Point annotations for photos
>> start
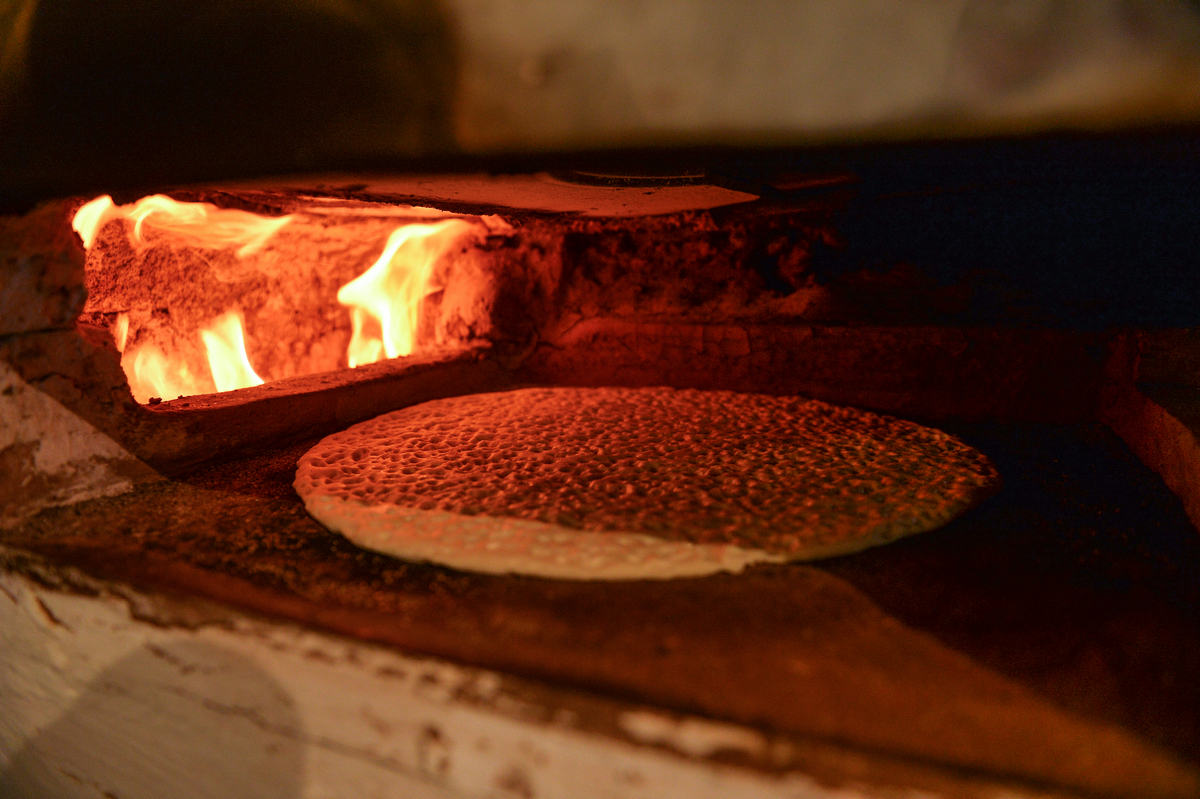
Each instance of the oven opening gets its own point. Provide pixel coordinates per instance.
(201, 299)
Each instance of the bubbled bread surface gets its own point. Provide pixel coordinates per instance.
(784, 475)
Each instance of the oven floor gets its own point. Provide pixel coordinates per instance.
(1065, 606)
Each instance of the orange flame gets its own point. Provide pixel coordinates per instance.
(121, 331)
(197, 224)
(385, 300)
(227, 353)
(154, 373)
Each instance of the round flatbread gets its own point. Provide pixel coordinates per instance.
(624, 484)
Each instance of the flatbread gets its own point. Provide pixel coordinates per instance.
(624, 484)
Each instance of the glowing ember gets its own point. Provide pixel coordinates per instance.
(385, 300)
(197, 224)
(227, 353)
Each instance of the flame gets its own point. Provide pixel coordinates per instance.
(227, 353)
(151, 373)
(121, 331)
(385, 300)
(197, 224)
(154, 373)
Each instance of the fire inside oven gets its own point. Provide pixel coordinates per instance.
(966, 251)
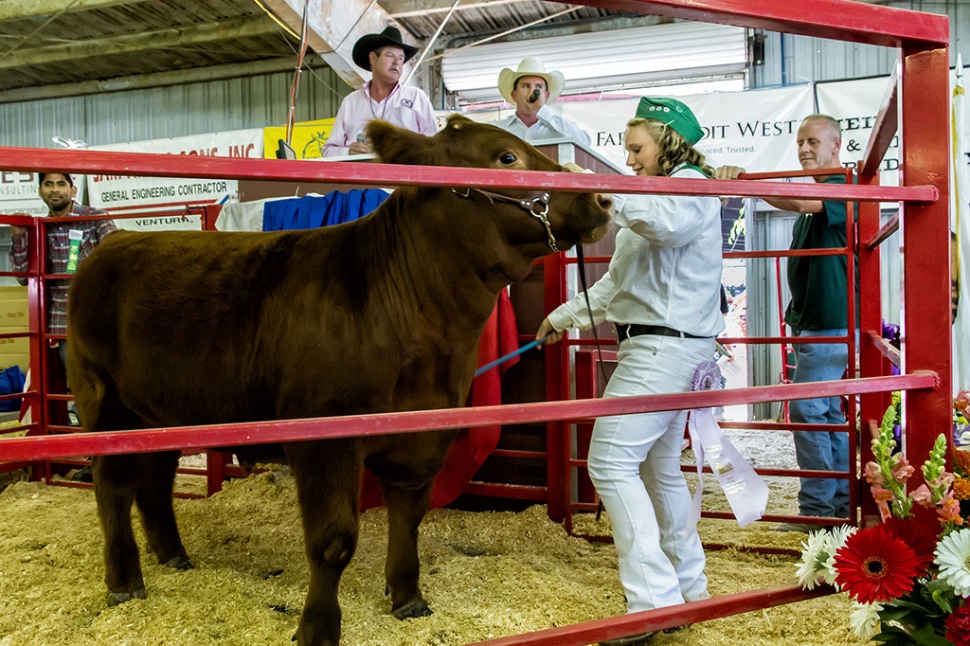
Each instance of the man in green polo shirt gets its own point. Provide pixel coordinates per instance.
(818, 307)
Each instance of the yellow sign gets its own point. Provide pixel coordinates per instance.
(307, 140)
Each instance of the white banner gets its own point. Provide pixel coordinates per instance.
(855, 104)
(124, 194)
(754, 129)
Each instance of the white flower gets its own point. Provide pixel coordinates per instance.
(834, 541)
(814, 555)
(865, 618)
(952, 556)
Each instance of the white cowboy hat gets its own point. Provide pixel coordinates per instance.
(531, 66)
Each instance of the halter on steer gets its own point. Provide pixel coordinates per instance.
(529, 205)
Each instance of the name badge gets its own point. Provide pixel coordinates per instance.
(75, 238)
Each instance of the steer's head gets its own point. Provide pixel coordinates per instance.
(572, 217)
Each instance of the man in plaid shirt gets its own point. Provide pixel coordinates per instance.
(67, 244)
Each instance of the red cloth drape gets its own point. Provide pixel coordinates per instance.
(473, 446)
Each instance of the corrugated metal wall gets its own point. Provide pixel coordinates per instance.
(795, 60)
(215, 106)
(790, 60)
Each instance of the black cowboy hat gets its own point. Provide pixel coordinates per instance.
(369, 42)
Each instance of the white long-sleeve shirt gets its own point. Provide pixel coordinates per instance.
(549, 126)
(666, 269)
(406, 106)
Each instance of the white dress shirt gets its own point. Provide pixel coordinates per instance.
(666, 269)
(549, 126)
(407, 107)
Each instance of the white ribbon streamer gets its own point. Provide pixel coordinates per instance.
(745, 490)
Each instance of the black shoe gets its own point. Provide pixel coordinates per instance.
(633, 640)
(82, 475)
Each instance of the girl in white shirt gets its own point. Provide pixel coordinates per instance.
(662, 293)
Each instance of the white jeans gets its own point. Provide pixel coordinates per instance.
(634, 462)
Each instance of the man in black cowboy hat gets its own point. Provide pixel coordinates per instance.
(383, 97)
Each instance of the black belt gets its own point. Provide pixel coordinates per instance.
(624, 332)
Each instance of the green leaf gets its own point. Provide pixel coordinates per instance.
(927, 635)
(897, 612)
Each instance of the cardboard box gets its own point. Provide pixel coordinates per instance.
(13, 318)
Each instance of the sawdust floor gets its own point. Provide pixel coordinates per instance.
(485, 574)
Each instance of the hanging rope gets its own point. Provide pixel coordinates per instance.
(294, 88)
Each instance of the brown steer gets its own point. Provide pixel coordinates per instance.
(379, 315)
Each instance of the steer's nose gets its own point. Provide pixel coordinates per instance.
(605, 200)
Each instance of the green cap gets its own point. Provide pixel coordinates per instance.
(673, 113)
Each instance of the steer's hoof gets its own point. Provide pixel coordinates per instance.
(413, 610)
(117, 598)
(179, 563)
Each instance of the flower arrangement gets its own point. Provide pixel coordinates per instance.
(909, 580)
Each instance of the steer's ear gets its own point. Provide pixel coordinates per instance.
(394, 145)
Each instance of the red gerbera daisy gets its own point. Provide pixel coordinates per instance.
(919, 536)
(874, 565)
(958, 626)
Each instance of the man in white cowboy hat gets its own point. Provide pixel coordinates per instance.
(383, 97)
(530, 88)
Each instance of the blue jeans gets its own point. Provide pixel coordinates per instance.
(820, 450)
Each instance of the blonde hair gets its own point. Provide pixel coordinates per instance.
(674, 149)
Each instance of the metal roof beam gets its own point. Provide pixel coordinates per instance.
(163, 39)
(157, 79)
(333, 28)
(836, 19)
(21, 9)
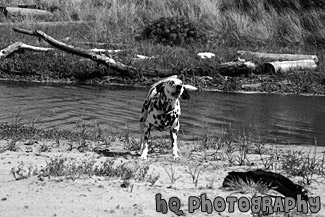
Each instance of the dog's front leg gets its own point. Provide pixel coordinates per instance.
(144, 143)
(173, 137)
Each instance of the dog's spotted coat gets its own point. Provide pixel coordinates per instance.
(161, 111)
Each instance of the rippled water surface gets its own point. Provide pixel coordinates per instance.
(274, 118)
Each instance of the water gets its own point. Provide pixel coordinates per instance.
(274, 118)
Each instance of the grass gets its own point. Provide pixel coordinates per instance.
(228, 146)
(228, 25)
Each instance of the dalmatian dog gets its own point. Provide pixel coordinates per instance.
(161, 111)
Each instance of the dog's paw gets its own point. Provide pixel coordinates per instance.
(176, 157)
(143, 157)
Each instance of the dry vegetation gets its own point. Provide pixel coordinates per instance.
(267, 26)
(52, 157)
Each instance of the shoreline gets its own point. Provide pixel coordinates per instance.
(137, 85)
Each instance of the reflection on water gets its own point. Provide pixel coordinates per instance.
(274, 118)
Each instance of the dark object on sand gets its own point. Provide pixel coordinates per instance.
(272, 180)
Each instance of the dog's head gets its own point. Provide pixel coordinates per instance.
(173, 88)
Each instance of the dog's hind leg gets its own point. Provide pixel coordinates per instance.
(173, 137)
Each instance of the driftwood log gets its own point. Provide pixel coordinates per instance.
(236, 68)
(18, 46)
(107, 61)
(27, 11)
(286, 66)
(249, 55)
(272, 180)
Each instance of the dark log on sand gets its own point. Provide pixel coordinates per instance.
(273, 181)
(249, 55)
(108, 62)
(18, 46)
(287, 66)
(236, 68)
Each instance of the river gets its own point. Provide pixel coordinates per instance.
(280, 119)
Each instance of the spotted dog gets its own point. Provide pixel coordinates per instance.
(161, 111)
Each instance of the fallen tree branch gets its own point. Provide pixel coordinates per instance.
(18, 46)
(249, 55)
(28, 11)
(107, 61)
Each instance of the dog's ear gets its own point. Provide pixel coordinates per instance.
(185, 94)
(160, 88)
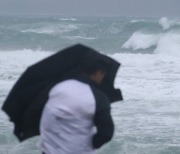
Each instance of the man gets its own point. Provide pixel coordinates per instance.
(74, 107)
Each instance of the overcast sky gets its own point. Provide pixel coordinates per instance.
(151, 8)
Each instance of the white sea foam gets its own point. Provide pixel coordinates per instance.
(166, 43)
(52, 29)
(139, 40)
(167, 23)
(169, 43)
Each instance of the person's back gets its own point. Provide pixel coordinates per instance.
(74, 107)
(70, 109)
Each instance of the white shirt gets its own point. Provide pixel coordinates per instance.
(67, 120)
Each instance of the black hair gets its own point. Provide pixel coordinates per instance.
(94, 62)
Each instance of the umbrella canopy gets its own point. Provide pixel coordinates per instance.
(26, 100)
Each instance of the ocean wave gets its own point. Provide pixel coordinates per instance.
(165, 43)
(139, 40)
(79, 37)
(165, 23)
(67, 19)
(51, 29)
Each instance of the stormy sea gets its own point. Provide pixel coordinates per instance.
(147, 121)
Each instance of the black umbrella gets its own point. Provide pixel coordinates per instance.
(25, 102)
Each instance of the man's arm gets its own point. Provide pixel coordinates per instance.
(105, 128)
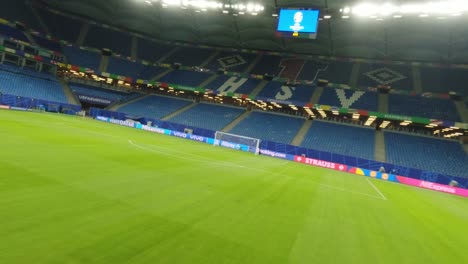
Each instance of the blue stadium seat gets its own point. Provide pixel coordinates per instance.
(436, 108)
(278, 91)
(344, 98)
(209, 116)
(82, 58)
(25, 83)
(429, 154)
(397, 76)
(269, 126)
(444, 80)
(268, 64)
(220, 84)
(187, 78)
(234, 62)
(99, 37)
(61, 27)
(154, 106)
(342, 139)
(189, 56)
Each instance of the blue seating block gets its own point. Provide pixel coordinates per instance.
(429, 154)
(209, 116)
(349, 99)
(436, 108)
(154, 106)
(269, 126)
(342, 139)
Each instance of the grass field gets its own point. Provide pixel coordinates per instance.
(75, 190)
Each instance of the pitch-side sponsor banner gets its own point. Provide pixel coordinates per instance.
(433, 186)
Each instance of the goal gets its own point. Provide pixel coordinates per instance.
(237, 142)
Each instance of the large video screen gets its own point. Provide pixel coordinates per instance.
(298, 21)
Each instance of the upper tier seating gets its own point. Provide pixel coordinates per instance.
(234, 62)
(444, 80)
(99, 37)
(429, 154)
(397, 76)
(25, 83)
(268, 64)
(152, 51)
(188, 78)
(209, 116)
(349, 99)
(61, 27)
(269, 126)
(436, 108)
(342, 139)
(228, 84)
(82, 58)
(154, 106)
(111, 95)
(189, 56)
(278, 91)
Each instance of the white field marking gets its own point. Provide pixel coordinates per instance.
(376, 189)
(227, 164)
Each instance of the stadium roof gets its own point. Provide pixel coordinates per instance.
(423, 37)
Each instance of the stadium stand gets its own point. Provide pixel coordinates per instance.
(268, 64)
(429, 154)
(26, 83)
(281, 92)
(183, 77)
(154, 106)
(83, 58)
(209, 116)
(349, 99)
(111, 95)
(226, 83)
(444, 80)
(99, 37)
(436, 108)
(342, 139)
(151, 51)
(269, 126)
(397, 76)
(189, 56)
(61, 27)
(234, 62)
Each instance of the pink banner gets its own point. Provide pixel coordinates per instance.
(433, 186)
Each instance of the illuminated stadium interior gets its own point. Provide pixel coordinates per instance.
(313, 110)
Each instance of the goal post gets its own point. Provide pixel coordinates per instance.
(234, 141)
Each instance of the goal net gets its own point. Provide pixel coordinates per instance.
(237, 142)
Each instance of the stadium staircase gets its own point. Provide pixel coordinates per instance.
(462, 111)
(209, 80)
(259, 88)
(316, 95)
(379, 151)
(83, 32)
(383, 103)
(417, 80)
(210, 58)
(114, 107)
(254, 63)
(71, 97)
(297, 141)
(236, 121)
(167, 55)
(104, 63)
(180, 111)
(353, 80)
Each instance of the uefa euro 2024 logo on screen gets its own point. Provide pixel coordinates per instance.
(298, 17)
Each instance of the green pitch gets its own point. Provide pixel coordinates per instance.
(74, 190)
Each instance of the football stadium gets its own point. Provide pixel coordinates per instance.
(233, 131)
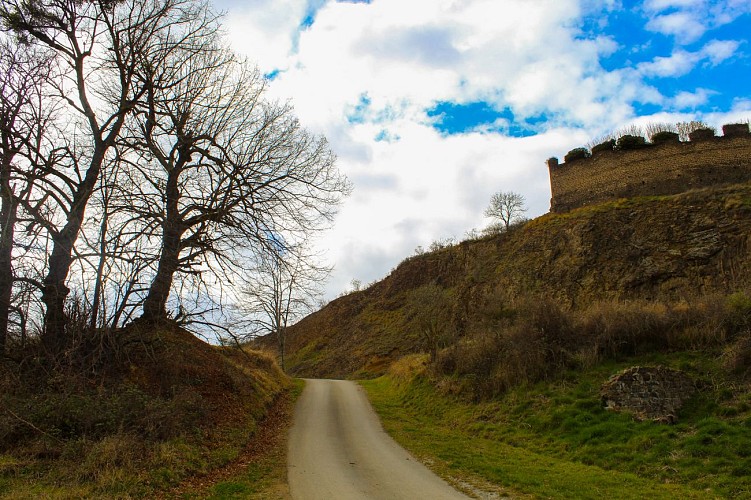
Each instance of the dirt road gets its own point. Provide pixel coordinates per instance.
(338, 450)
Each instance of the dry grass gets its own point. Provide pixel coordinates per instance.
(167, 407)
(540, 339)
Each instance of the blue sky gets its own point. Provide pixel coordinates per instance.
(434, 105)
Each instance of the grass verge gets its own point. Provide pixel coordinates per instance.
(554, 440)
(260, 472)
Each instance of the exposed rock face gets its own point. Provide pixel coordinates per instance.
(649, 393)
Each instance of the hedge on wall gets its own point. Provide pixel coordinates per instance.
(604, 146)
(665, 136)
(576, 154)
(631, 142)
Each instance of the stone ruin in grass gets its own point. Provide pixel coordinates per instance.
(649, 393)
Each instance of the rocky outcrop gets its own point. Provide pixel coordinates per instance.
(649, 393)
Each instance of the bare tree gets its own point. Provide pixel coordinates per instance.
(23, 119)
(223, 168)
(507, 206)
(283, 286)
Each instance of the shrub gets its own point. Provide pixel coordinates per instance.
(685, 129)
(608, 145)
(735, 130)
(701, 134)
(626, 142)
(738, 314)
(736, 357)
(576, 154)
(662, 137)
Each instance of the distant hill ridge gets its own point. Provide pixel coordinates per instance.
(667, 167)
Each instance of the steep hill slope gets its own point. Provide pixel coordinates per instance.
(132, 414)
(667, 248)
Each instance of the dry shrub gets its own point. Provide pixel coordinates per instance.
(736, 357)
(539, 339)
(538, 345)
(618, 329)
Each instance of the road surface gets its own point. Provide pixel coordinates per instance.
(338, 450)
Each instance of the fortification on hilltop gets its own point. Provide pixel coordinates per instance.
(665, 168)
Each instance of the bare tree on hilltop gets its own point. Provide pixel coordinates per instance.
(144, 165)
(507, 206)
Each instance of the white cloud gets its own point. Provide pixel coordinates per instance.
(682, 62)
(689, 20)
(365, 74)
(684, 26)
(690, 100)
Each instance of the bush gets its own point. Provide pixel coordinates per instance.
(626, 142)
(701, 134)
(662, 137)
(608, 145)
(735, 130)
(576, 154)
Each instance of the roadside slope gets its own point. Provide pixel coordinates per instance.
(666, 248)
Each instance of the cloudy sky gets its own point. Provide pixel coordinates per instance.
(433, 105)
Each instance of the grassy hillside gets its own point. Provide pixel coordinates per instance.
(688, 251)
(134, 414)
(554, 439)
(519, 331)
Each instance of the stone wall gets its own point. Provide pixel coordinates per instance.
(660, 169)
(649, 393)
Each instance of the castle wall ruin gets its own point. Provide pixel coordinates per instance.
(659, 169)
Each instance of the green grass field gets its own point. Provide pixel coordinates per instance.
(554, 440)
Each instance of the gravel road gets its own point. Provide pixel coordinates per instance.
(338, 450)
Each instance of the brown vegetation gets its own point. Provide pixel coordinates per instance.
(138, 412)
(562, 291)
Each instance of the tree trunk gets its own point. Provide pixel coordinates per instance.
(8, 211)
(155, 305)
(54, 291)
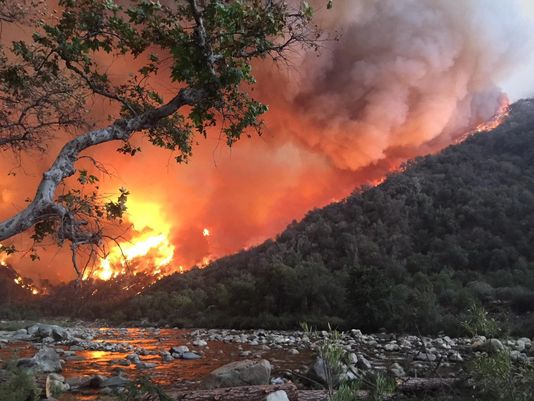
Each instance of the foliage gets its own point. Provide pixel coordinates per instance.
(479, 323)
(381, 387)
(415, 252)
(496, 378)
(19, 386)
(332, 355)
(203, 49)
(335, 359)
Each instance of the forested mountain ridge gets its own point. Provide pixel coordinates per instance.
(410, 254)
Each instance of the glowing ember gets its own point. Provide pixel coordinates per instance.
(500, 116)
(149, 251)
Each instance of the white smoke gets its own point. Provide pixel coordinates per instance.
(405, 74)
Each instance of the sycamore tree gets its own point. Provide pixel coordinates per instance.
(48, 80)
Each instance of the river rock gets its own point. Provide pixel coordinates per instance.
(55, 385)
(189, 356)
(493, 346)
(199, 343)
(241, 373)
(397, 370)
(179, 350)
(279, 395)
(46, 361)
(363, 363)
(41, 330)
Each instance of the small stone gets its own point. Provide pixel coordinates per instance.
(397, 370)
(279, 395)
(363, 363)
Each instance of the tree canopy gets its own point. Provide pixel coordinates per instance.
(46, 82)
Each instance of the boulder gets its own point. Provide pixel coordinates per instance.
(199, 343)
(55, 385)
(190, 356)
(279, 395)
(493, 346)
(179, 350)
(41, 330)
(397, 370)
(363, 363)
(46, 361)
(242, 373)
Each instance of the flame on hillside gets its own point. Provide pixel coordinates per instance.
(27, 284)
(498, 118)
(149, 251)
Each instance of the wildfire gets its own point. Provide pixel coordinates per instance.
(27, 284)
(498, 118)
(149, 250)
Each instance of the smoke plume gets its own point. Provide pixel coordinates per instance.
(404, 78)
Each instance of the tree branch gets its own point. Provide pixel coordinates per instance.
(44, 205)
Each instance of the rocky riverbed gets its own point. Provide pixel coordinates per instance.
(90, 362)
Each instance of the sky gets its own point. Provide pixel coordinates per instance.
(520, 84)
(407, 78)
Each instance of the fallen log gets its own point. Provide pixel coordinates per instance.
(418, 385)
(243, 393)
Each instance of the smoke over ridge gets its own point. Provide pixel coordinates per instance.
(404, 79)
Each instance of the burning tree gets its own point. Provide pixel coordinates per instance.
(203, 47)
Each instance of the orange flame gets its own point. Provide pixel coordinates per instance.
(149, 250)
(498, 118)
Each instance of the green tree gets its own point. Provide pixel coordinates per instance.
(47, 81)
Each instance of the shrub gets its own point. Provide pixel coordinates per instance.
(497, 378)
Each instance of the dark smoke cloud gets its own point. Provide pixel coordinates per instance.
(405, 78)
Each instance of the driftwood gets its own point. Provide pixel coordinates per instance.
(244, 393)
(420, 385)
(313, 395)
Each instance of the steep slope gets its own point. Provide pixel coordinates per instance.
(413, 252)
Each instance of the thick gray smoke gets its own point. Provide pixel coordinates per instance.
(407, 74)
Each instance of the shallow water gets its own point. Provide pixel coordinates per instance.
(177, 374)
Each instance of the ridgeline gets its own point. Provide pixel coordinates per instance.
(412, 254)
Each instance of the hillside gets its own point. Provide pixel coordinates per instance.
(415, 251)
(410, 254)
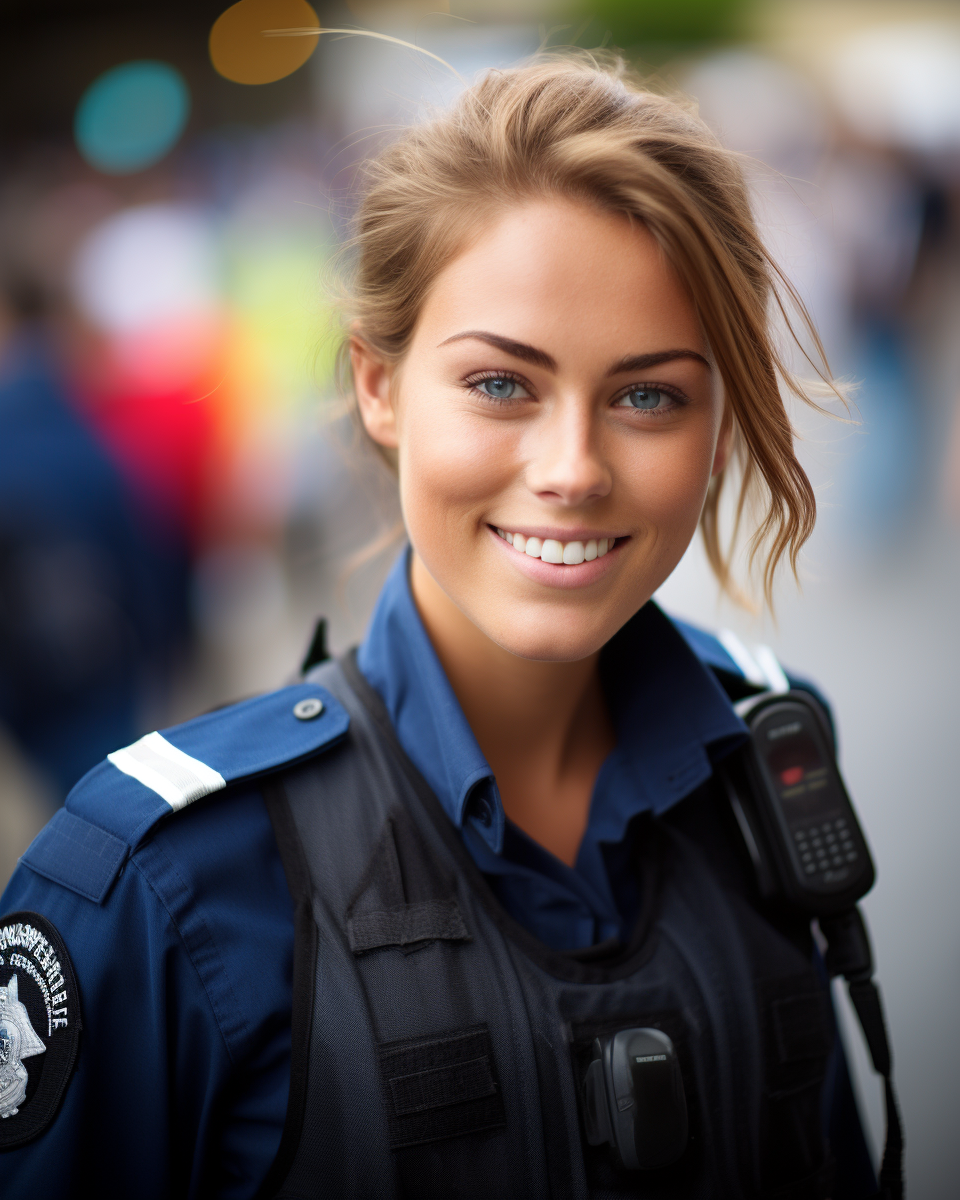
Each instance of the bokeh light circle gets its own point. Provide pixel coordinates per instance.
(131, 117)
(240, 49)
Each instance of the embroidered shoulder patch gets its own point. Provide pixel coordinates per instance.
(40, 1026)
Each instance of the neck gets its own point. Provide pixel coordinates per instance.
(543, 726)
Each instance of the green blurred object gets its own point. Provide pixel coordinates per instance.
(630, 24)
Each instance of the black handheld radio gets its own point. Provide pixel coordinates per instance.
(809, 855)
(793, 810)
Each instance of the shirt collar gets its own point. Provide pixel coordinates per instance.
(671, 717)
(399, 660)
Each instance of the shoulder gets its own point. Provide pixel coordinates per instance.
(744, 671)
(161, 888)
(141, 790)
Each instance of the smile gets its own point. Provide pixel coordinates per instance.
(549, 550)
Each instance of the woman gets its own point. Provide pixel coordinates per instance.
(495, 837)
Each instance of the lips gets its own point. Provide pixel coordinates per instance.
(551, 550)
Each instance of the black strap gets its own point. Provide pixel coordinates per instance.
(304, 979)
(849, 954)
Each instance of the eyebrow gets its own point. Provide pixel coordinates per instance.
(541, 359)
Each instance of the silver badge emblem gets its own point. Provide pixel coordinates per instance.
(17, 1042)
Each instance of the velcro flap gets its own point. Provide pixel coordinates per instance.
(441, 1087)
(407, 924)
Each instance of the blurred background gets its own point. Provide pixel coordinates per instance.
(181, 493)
>> end
* _SET TASK_
Starting from the line containing "Each instance of the neck" and ending with the final line of the data, reproduce each line exactly as it appears, including no other lines.

* _THE ANSWER_
Each instance of the neck gets its own point. Provide pixel coordinates per instance.
(543, 726)
Each instance of the green blurred object gets its own point. Provide pixel coordinates per instance.
(630, 24)
Each instance of the black handheld radio gets its own point. Provide pixel coordinates per instance.
(809, 855)
(793, 810)
Each instance of the shirt collar gets its own point. Provide pixel coordinates per instance.
(671, 717)
(399, 660)
Each instance of the shoulder gets its own point. Provide pixel coordinates per instance.
(744, 671)
(161, 888)
(141, 790)
Each instance of the smile gets its own point. Provide pixel coordinates per instance.
(549, 550)
Each instance of the woman gets its own point. Provide pixel coordinates per instance.
(495, 837)
Each instance of the lips gets its own point. Provide pixel coordinates per instance.
(551, 550)
Each instance of the black strap gets its own point. Provide pixel coordinates per instance.
(304, 979)
(849, 954)
Each instance of the eyebrow gets its own point. Provide pixel coordinates per instance.
(541, 359)
Each instance of the silver badge emblem gets its own point. Provide pixel coordinates per instance.
(17, 1042)
Each instance of the velcro flap gets its own point. Provide pixel coordinates per instance.
(441, 1087)
(407, 924)
Each instance of the blurred background gets its own point. Provide pixel coordinates per instance.
(181, 493)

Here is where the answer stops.